WORK TO COMPLETE »
Which lines below contain the word "instance"? Copy each of them in full.

RECORDS SUPPLIED »
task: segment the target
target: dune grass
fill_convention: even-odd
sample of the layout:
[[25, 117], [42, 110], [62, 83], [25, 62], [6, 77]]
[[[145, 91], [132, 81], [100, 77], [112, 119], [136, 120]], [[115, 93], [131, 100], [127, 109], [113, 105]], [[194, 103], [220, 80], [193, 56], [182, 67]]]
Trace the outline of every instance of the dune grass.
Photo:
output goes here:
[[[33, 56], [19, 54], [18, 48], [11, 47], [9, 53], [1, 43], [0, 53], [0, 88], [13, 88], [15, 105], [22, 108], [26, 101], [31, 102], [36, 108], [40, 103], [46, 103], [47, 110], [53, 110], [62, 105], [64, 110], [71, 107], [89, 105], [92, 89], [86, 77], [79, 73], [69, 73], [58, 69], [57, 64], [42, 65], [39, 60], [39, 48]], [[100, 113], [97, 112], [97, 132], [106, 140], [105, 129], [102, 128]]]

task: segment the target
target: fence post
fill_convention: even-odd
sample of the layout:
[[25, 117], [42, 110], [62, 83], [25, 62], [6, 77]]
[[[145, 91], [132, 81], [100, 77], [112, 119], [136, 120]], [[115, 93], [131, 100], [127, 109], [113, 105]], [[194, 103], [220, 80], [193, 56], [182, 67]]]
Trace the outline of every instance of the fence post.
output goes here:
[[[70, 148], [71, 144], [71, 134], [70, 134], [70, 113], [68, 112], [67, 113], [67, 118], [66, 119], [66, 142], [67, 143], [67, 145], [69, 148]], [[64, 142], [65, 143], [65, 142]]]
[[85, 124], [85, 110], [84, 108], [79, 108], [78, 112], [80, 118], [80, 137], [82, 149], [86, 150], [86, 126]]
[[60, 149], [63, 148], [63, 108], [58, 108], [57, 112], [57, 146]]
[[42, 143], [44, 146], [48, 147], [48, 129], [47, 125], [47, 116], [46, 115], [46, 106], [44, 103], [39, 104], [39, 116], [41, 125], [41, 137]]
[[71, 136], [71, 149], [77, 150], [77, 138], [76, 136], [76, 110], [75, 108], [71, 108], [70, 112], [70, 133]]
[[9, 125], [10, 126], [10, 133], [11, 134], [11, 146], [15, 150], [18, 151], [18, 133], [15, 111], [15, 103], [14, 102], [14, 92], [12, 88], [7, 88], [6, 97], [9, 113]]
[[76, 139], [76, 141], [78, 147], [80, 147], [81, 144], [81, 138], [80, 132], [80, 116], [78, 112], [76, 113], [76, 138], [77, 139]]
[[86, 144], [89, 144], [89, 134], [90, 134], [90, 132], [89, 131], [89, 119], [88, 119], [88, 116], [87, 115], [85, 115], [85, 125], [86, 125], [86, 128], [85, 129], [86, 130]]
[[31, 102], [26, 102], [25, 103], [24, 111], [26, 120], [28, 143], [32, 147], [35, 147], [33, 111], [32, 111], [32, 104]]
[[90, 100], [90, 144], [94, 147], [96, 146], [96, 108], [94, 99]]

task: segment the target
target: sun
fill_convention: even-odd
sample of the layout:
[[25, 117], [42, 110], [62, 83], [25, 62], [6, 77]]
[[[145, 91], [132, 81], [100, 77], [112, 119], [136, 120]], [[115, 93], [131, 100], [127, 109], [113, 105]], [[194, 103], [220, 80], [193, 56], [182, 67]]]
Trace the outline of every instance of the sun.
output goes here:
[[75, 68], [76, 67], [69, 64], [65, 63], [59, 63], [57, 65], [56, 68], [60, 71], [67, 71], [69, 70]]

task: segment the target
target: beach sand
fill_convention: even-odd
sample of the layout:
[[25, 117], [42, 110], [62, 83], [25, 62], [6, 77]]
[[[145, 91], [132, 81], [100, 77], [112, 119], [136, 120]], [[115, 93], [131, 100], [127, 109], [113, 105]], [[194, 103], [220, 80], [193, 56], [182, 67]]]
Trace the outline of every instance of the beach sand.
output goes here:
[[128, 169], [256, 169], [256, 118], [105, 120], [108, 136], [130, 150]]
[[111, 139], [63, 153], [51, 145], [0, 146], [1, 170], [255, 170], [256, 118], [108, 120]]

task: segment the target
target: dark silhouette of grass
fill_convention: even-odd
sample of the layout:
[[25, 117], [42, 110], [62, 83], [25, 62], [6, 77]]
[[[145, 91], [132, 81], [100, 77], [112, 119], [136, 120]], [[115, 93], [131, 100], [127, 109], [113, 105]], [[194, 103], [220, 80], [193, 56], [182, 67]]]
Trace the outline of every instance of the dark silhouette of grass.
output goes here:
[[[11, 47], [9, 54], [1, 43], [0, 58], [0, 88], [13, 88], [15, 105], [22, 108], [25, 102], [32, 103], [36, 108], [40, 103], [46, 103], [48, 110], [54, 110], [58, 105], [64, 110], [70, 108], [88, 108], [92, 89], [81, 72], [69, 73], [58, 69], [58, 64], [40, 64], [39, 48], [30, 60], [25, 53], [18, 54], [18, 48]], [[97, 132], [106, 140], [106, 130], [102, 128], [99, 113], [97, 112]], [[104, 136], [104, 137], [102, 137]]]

COMPLETED TASK »
Trace the outline of every instance of the dune grass.
Trace the outline of every instance of the fence post.
Trace the outline of every instance of the sun.
Trace the outline of every instance of the beach sand.
Trace the outline of every instance of the dark silhouette of grass.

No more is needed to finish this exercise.